◆ Instructions for the task
Reproduce every one of the records below word for word, omitting the pictures.

◆ Data rows
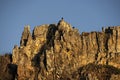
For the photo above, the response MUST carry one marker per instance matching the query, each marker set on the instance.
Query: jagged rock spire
(26, 36)
(64, 26)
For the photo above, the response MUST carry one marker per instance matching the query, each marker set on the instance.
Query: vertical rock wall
(54, 52)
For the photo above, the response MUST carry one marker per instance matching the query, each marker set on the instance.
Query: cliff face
(59, 52)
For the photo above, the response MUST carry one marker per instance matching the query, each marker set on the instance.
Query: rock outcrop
(60, 52)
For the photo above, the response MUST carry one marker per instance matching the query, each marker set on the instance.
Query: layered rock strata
(57, 51)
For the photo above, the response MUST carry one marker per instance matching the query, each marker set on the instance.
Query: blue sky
(86, 15)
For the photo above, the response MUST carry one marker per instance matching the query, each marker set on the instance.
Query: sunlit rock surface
(60, 52)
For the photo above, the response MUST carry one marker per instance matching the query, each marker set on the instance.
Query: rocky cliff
(60, 52)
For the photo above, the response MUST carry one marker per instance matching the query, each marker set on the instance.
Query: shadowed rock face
(59, 52)
(8, 71)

◆ Solution for this task
For the photo above, the response MUST carry one marker per instance matching the query, each marker set on the instance.
Query: jagged rock spire
(26, 36)
(64, 26)
For the photo above, the response MUST carry one marker per instance matching the query, each marker set on the instance.
Query: vertical rock wall
(54, 52)
For the photo above, the response MUST carry one marker per instance matching the query, each marker set on the instance.
Query: cliff face
(59, 52)
For the photo above, the response MUST carry one marker per instance matching the query, each marker set on the instance.
Query: rock outcrop
(60, 52)
For the photo above, the response MUST carry one marker per instance matching the query, each marker set on the instance.
Query: layered rock strata
(57, 51)
For the photo above, the response MUST carry one marker per instance matching the query, each marker set on the instance.
Query: blue sky
(86, 15)
For the photo above, the response MUST carry one marker per instance matching the query, each marker set on the instance.
Query: sunlit rock surface
(60, 52)
For the photo above, the response MUST carry one marker per instance matching the query, each marker set on the instance.
Query: rocky cliff
(60, 52)
For the photo above, the response MUST carry one marker per instance matching the query, each marker set on the instance.
Query: shadowed rock face
(59, 52)
(8, 71)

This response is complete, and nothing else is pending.